GIVEN PASSAGE ▸
One of the things the Duggar family on TV talks about and so many Americans seem to truly respect about them, even if they generally find them weird and gawk-worthy, is their commitment to living debt-free. Most people don’t seem to actually buy the hardline Quiverfull interpretation that the bible discourages money-lending with interest and that they should not participate. Instead they are simply jealous that this big family is not underwater like they are. Thing is, the Duggars videotaped lives compare to ordinary Quiverfull families about as much as the Kardashians compare to ordinary businesswomen. They have all this reality TV money. They aren’t living all crowded up in a trailer, tripping over each other, and eating canned beans. I could go off on how this image they are selling isn’t real or practical in so many ways, but today I will just talk about the “debt free” thing. I have come to realize that this austere attitude on debt is another extreme in an extreme lifestyle and it can be just as bad as an attitude where someone goes out and cavalierly maxes out four credit cards. It can hold you back and hurt your quality of life. So now I believe that credit exists for good reason and should neither be abused nor shunned. It is all about moderation.

I didn’t always feel this way. Growing up I was deathly afraid of debt and remembered the arguments and shame my parents had about their student loans, saying that God viewed it as sinful. They had tried to avoid debt but apparently couldn’t, then were left feeling that they “fell short” in that area. I didn’t see eye to eye with them on most things, but debt still seemed like a bad thing, a big old scary risk to be avoided. So when I started college, I didn’t take out any loans at all. I went to a very affordable university, lived extra cheap in crowded housing, had a student work job, and got by without a car or the insurance and gas it would need. I had a budget of $40 per week on groceries.

TASK ITEM A ▸
According to the passage on debt-free living, why did the writer take out no loans at all when starting college? Answer in one to three sentences.
TASK ITEM B ▸
Pull out the part of the passage on debt-free living between "I didn’t always" and "week on groceries.", inclusive, with no changes.

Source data

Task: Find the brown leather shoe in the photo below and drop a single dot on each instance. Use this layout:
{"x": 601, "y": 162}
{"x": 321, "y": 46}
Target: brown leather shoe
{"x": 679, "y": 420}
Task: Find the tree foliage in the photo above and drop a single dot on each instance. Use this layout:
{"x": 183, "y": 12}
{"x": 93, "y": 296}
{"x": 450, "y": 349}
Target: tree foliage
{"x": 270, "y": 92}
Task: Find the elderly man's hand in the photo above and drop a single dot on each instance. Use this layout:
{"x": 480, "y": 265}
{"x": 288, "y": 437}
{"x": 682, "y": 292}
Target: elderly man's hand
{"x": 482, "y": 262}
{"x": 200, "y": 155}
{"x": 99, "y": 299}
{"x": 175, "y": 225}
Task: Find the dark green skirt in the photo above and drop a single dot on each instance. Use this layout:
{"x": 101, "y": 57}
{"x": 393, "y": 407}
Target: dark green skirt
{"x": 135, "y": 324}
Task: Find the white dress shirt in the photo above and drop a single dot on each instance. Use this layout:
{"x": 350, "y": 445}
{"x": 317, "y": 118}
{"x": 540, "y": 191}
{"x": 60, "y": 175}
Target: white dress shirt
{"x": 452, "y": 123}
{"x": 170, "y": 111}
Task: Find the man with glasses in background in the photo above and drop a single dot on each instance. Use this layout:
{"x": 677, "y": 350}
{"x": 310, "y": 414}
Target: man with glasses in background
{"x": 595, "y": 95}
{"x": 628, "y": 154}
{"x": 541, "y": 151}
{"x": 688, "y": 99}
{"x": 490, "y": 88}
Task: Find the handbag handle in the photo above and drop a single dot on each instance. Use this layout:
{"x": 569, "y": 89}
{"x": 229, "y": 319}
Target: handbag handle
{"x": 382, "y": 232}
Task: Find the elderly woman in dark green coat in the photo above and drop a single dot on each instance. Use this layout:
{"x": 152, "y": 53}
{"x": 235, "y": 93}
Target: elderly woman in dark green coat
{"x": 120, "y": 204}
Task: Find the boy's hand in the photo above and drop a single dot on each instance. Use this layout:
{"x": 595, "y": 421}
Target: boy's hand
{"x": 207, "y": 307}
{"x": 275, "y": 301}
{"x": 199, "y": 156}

OUTPUT A ▸
The writer grew up deathly afraid of debt, remembering the arguments and shame the writer's parents had over their student loans, which they said God viewed as sinful. Even while disagreeing with the parents on most things, the writer still saw debt as a big, scary risk to be avoided, so the writer took out no loans.

OUTPUT B ▸
I didn’t always feel this way. Growing up I was deathly afraid of debt and remembered the arguments and shame my parents had about their student loans, saying that God viewed it as sinful. They had tried to avoid debt but apparently couldn’t, then were left feeling that they “fell short” in that area. I didn’t see eye to eye with them on most things, but debt still seemed like a bad thing, a big old scary risk to be avoided. So when I started college, I didn’t take out any loans at all. I went to a very affordable university, lived extra cheap in crowded housing, had a student work job, and got by without a car or the insurance and gas it would need. I had a budget of $40 per week on groceries.